## [Estratto della pagina]
# # # # #
Garantire un tetto a tutte/i del resto non ci basta
e per questo ci opponiamo all’idea che siano il cemento e l’indotto economico che ne deriva a tracciare la strada maestra per uscire dalla crisi con continuo consumo di suolo, svendita del patrimonio pubblico e demaniale, semplificazione/facilitazione delle procedure edilizie, rafforzamento della rendita fondiaria, l’accentuazione dai dispositivi che producono controllo sociale e precarietà diffusa.

A questo disegno di governo contrapponiamo l’idea dell’utilizzo del patrimonio esistente e il recupero di aree dismesse, come le caserme o gli insediamenti industriali abbandonati da trasformare e valorizzare solo in termini sociali, di produzione di risposte e diritti. La testardaggine con la quale abbiamo proceduto, procedendo dal basso senza facili scorciatoie, sempre partendo dalla realtà concreta, mai dal cielo della politica, ci consente oggi di immaginare lo spazio pubblico di abitare nella crisi come luogo aperto in grado di narrare la nostra idea di abitare.
# # # # #
## [Materiale raccolto]
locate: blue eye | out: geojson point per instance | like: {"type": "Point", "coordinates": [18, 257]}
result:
# # # # #
## [Consegna 1]
Nel brano sull'abitare, che cosa consente oggi di immaginare lo spazio pubblico di abitare nella crisi come luogo aperto? Rispondi in una o due frasi.
## [Consegna 2]
Prosegui il brano sull'abitare dopo la sua ultima frase.

## [Risposta scritta 1]
È la testardaggine con cui si è proceduto dal basso, senza facili scorciatoie, partendo sempre dalla realtà concreta e mai dal cielo della politica. Proprio questo modo di procedere permette oggi di immaginare quello spazio come luogo aperto in grado di narrare la propria idea di abitare.

## [Risposta scritta 2]
Un’altra idea idea di abitare, di città e di territorio, che vogliamo contrapporre con sempre maggiori capacità di autorganizzazione minuto dopo minuto, metro dopo metro, all’arroganza “dei poteri forti” e di una “politica” sempre più lontana ed estranea ai nostri bisogni e ai nostri desideri. Gli esempi in campo sono già molti dalle lotte contro discariche ed inceneritori, contro il nucleare e le grandi opere dalla TAV fino al ponte sullo stretto, dalle occupazioni di case e di aree abbandonate fino ai mille rivoli delle lotte dei precari dentro e fuori i posti di lavoro, le scuole e le università.
Mille rivoli, mille storie che dalla Nord al Sud, passando per certamente per Terzigno e Boscoreale, dovranno attraversare città e territori per diventare fiume in piena in grado di spazzare via i ladri del nostro presente e del nostro futuro.

Programma:

Venerdì 5 novembre 2010 presso L.o.a. Acrobax – ex Cinodromo (Ponte Marconi)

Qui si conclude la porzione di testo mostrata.